> [Problem to solve] Extract every line of the data below and reproduce each one without any change.

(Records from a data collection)
----

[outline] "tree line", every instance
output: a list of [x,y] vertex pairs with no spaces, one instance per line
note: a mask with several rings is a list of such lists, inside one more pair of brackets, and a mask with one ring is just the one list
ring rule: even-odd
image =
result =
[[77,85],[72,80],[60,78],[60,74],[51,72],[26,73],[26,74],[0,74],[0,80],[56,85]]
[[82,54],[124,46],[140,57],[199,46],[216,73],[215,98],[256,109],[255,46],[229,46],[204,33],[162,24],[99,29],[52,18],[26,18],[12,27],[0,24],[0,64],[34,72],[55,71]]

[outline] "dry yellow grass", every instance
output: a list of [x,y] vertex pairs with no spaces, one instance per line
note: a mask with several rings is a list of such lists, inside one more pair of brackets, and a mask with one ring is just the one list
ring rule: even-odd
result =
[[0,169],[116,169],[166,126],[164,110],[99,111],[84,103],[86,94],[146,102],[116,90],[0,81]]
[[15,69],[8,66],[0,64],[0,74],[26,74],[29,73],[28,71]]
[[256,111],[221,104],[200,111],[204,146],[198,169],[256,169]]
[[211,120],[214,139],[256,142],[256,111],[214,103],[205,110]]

----

> [Completed task]
[outline] "tree line", every instance
output: a list of [x,y] vertex pairs with no spaces, one instance per line
note: a mask with several rings is a list of such lists, inside one more pair of brackets, and a mask with one ring is just the one list
ring rule: even-odd
image =
result =
[[77,85],[72,80],[60,78],[60,74],[51,72],[26,73],[26,74],[0,74],[0,80],[56,85]]
[[82,54],[124,46],[140,57],[199,46],[216,73],[215,98],[256,109],[255,46],[229,46],[204,33],[162,24],[99,29],[52,18],[26,18],[12,27],[0,24],[0,64],[34,72],[55,71]]

[outline] "dry yellow grass", every instance
output: a list of [x,y] vertex pairs with no spaces, one instance per line
note: a mask with several rings is a list of such lists, inside one more pair of brackets, and a mask with one ring is just the one list
ring rule: even-odd
result =
[[0,169],[116,169],[166,126],[164,110],[99,111],[84,103],[86,94],[146,102],[116,90],[0,81]]
[[15,69],[8,66],[0,64],[0,74],[26,74],[29,73],[28,71]]
[[256,111],[221,104],[200,111],[204,146],[198,169],[256,169]]
[[211,120],[214,139],[256,142],[256,111],[214,103],[205,110]]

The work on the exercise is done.